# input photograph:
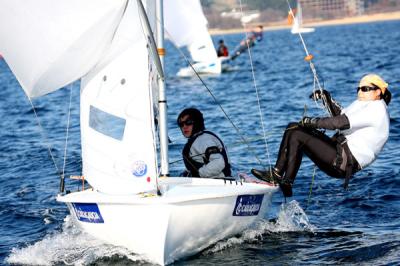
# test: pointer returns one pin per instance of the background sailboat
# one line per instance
(186, 25)
(108, 45)
(297, 26)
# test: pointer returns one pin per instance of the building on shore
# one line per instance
(329, 9)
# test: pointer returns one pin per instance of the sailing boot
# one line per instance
(274, 178)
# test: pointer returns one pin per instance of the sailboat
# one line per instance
(132, 201)
(298, 21)
(186, 26)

> _The task_:
Everything in the records above must be restated verbatim, save for the pictures.

> _Solution to the exercise_:
# input photograph:
# test: pointer returns one pin per instance of the background sailboat
# one line per instance
(186, 25)
(108, 45)
(297, 26)
# test: pointer returns one pin per instance of the building on shore
# one line per instance
(329, 9)
# test: pointer returns one pin per instance of the sailing boot
# one line per instance
(274, 178)
# test: pointer returns one pin per instance of the sailboat
# one line per instance
(132, 201)
(298, 21)
(186, 26)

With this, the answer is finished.